Please count the rows below that contain the string "trunk" and give only that number.

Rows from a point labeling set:
****

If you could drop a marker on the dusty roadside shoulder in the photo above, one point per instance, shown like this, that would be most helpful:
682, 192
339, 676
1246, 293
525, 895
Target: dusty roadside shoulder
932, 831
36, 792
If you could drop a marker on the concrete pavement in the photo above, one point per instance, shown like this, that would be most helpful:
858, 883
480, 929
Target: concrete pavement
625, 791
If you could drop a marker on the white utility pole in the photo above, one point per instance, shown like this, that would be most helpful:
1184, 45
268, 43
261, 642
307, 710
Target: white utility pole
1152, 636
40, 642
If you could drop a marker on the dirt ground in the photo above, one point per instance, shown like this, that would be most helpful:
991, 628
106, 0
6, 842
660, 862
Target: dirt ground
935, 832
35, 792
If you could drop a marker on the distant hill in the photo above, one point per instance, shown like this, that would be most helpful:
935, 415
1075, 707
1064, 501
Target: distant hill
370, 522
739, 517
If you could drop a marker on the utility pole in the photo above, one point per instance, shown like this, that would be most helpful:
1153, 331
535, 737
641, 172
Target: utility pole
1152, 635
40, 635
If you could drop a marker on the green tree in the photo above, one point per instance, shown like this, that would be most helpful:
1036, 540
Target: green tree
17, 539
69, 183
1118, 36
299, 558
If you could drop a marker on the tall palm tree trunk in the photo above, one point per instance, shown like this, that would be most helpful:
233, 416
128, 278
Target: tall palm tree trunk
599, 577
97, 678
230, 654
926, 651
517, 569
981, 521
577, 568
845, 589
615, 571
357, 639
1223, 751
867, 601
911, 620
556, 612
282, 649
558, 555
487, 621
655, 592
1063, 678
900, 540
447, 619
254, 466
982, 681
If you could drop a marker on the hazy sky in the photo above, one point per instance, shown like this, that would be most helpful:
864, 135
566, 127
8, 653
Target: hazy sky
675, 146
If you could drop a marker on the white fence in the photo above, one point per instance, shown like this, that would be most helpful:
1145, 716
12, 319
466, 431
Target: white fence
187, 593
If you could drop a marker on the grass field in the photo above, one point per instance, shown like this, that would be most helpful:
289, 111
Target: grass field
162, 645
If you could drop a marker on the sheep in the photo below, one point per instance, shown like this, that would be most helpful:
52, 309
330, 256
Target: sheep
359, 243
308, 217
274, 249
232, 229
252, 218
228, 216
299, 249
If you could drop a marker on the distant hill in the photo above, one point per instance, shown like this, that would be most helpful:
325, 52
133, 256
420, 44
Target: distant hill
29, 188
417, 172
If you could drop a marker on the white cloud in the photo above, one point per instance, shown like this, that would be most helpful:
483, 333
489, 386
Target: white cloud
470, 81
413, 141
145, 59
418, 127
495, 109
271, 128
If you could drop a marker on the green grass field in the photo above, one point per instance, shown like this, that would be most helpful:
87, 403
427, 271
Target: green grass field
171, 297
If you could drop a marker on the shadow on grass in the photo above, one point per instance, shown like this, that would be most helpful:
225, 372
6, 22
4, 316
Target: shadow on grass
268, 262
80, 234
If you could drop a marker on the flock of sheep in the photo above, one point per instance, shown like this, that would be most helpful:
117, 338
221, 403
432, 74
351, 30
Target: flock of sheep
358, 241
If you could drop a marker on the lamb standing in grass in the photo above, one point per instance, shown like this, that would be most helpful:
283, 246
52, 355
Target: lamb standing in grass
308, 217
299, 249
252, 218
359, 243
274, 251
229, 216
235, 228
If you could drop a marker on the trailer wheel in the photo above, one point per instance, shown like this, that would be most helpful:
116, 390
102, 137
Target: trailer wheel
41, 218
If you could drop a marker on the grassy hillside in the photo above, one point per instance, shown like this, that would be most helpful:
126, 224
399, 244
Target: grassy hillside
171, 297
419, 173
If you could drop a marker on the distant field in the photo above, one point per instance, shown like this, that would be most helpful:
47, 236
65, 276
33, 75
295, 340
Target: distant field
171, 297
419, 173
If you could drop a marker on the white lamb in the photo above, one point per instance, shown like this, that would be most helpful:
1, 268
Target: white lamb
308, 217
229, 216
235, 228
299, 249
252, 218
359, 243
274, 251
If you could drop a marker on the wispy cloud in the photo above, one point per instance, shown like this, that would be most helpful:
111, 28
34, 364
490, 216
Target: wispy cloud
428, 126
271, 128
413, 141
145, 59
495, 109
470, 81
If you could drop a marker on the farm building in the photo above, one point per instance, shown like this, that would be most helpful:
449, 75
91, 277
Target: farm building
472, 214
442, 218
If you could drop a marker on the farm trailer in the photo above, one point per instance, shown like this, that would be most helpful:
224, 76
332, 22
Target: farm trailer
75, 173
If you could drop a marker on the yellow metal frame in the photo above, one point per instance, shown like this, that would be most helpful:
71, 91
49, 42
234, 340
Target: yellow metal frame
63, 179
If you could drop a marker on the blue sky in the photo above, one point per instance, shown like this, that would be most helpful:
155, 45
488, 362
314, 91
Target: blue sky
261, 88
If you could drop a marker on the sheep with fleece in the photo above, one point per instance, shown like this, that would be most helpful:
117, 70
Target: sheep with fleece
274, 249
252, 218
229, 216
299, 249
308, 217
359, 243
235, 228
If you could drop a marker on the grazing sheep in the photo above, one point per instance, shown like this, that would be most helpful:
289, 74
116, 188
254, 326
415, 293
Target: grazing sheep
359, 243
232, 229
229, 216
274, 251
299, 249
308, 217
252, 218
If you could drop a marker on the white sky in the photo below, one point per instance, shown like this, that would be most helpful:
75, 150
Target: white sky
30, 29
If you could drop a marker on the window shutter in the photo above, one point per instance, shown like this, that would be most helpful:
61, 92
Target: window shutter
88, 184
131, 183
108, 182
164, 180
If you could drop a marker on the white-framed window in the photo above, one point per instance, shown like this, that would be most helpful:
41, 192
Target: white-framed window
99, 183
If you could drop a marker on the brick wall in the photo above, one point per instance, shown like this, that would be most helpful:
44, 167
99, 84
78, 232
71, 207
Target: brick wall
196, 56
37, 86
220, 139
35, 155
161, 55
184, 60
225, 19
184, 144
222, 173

****

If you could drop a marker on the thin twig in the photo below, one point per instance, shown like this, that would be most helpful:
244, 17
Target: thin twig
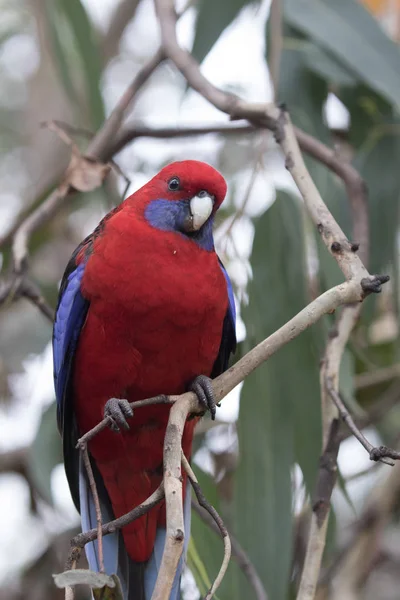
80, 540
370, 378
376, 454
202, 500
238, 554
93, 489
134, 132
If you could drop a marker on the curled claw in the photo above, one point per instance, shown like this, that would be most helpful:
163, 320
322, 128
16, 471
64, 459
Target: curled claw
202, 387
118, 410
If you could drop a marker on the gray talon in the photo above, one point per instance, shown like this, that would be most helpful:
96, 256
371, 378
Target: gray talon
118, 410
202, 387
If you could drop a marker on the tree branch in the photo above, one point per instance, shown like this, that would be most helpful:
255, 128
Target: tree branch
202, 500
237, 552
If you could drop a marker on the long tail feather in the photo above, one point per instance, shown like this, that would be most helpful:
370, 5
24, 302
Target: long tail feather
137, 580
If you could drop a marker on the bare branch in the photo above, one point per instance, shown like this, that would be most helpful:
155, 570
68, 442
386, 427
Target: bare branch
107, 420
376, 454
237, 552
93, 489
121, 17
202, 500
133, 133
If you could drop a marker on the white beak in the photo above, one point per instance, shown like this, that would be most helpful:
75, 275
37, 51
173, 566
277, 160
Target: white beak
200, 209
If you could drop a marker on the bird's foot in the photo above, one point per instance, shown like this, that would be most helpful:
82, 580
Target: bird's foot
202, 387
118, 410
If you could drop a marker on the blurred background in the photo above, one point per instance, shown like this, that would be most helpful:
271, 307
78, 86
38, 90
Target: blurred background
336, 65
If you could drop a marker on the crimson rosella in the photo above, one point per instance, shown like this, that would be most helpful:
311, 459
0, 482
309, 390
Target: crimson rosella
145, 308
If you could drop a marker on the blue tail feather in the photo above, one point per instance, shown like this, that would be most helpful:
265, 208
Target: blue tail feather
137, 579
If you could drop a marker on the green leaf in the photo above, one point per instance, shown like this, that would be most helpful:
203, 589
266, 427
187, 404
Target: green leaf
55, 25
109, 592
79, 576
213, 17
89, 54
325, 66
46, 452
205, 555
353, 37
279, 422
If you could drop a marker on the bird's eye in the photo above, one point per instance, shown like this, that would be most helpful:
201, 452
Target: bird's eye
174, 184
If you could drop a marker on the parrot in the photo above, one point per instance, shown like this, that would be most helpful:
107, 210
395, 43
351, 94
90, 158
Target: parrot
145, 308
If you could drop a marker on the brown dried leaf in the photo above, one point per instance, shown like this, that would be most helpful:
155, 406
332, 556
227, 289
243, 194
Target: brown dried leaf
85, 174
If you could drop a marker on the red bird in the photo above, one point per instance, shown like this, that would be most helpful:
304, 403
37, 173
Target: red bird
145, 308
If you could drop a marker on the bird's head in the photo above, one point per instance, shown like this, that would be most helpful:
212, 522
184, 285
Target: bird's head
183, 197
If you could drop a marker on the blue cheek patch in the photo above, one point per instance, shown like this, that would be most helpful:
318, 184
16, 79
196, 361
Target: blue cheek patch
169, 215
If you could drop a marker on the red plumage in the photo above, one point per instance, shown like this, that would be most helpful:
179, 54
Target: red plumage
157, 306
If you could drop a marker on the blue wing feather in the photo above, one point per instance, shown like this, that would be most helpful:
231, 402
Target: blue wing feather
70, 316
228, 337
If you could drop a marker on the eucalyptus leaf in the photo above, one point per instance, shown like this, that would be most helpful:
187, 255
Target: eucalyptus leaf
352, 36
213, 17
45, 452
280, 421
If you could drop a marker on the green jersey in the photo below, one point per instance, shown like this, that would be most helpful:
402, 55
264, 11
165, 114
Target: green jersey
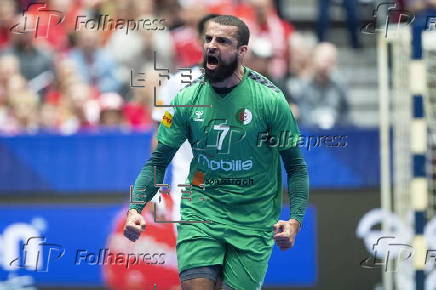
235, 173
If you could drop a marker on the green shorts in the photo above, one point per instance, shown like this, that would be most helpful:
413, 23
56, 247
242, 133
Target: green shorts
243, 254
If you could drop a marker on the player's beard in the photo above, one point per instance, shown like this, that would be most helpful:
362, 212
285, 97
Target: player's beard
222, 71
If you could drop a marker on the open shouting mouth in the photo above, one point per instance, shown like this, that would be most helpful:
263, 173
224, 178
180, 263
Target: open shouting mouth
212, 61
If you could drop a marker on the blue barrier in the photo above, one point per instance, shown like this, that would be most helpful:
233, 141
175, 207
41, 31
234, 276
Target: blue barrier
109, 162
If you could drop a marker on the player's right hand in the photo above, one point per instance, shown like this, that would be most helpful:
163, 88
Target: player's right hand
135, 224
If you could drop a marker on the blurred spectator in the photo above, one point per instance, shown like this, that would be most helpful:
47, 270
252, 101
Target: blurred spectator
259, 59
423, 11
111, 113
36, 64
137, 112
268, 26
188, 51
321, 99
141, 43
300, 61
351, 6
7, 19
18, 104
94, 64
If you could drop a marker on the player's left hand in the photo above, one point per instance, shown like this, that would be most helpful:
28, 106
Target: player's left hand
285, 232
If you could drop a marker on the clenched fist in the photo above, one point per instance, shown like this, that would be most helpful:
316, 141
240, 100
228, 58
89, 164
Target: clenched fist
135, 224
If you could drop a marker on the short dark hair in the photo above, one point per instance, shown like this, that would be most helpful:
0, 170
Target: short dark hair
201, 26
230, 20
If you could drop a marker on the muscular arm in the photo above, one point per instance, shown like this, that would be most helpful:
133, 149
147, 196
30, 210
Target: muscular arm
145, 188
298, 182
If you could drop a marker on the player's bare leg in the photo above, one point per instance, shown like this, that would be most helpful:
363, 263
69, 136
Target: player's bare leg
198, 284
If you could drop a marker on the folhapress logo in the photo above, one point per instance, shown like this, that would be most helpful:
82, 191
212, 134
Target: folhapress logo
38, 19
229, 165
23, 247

****

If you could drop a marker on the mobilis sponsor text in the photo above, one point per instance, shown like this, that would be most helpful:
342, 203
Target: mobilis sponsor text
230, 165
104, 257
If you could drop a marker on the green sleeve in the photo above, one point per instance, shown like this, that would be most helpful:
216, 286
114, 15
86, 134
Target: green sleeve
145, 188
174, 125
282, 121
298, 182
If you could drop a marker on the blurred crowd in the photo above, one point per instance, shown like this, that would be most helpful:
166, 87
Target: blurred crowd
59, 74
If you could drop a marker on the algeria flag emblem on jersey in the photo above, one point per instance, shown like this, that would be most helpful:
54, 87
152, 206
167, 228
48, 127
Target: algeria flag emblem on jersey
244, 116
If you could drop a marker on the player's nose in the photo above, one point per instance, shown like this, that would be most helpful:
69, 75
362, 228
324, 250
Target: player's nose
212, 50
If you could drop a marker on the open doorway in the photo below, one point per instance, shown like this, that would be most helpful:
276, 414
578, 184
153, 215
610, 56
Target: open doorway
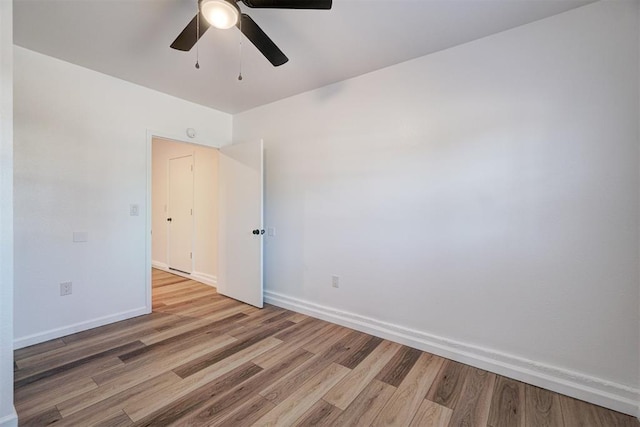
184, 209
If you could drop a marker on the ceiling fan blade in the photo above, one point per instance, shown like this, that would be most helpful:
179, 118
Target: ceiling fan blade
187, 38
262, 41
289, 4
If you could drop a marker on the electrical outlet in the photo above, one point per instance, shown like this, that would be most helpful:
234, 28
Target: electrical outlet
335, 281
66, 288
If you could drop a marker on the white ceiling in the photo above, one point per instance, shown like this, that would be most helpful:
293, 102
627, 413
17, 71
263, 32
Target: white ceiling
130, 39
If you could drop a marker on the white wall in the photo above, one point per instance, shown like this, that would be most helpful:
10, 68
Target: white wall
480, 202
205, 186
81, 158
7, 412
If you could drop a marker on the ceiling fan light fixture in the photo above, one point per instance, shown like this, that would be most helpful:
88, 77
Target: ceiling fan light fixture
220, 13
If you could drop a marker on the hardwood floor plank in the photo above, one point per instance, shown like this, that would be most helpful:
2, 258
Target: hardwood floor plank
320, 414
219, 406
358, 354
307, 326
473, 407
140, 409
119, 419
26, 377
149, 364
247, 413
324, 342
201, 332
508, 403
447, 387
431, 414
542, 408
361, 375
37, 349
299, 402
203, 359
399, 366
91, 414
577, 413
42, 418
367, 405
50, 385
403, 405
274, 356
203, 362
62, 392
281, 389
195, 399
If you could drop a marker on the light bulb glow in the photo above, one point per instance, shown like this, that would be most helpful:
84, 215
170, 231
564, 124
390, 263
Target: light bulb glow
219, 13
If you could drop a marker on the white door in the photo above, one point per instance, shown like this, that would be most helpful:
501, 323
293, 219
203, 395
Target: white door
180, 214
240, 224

****

Complete response
2